- [WHAT TO DO]:
Below is a block of records: output all of them exactly and leave out the pictures.

- [SUPPLIED INFORMATION]:
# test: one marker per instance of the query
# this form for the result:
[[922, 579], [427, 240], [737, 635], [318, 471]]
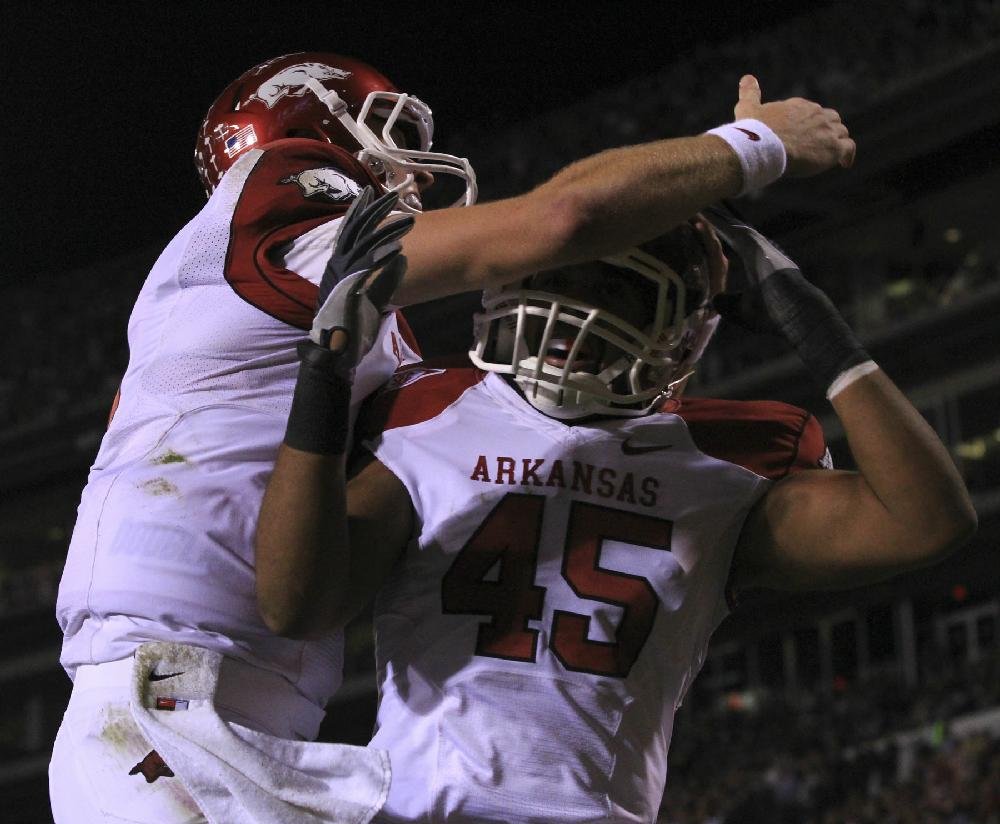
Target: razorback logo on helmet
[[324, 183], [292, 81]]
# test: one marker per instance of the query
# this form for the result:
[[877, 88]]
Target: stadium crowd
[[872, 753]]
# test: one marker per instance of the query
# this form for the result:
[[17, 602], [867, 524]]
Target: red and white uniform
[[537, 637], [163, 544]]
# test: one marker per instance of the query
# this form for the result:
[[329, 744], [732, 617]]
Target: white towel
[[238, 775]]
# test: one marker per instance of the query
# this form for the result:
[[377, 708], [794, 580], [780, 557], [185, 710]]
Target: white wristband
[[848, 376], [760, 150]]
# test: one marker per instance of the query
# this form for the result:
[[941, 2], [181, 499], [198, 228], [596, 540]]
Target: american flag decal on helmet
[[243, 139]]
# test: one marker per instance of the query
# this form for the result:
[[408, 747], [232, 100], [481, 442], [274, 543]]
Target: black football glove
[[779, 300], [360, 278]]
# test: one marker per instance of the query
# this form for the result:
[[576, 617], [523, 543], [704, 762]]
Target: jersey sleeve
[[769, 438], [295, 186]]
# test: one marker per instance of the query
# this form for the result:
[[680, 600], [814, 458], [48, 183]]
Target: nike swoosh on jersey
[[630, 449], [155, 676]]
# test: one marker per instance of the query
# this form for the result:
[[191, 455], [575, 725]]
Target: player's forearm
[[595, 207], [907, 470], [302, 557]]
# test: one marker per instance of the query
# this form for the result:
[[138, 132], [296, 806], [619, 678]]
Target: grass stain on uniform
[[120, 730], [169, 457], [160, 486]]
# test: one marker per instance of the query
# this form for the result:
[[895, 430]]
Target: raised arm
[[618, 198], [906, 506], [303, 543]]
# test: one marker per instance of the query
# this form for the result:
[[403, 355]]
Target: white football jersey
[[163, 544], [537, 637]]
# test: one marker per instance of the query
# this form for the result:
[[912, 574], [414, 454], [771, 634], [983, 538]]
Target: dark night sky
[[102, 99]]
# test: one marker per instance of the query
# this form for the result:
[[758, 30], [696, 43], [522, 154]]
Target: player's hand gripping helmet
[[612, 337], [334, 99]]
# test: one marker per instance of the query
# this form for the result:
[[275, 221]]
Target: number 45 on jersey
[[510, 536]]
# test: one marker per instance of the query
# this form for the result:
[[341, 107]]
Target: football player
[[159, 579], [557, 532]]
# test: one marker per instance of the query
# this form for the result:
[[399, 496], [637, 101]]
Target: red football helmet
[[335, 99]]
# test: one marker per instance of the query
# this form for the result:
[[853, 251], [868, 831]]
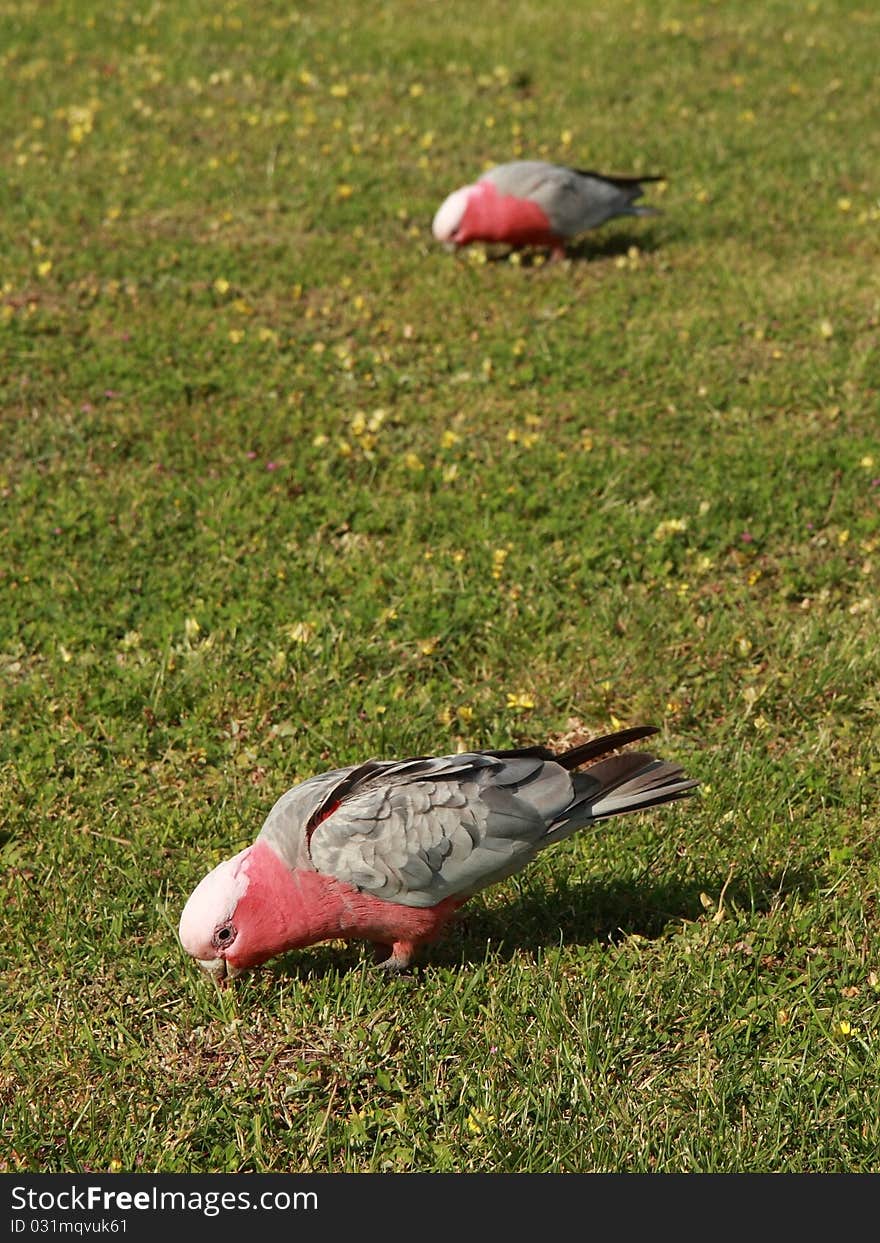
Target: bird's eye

- [REPLY TO THE TASK]:
# test: one marker per instance of the query
# this form for the result:
[[922, 579], [427, 240], [737, 635], [318, 471]]
Target: razorback logo on helmet
[[324, 183], [292, 81]]
# test: one marker per instance of the query
# this form for the result:
[[877, 88]]
Target: stadium crowd
[[872, 753]]
# test: one marker per instance of the query
# this form for the result:
[[17, 602], [867, 524]]
Target: red and white uniform
[[537, 637], [163, 544]]
# test: one marker per instance of the query
# this form for the result:
[[329, 744], [732, 617]]
Target: white towel
[[238, 775]]
# test: one marker per instance of the query
# this form for the result:
[[377, 708], [794, 580], [780, 557], [185, 710]]
Target: white wristband
[[848, 376], [760, 150]]
# test: one marker per instance of the query
# this form for the result:
[[941, 2], [181, 499], [198, 228], [596, 540]]
Target: american flag decal on helmet
[[243, 139]]
# test: one marker per instance of the query
# this form for the result:
[[408, 747], [232, 100], [481, 442], [274, 543]]
Target: black football glove
[[779, 300], [360, 278]]
# test: one marker per instance of the query
# this form for the result:
[[576, 617], [523, 543], [704, 762]]
Target: jersey sleeve
[[769, 438], [295, 186]]
# test: one marker per instance of the query
# this form for the result:
[[680, 600], [814, 458], [48, 183]]
Target: nike swoosh on jersey
[[630, 449], [155, 676]]
# test: one marker per instance of the query
# this form for the result:
[[191, 455], [575, 725]]
Target: player's forearm
[[595, 207], [907, 470], [302, 557]]
# test: one marker per instance of the query
# this form for the result:
[[138, 132], [296, 806], [619, 678]]
Target: grass stain on uniform
[[120, 730], [169, 457], [160, 486]]
# test: one marker per instance of the query
# this form for the result:
[[895, 430]]
Target: raised arm
[[618, 198], [906, 506], [303, 543]]
# test: one marker per instance of the query
# this form for the result:
[[403, 355]]
Target: white football jersey
[[163, 544], [537, 637]]
# test: one marker per instance of the query
# this form for the result:
[[912, 574], [414, 454], [771, 634], [983, 538]]
Target: dark night sky
[[102, 99]]
# test: one marker per instance of the query
# this form for the result:
[[758, 30], [696, 43], [522, 154]]
Target: player's hand gripping helmet
[[612, 337], [334, 99]]
# test: one marker per instance of the query
# this form for the result:
[[275, 221]]
Target: number 45 on jersey
[[510, 536]]
# test: one marker per instance of the query
# this form for the result:
[[341, 107]]
Target: football player
[[159, 579], [557, 532]]
# test: one marker per instance of the query
# this form for the result:
[[399, 496], [637, 101]]
Target: red football helmet
[[335, 99]]
# test: one marker per instance of the query
# this form for the result:
[[853, 251], [868, 831]]
Target: bird's eye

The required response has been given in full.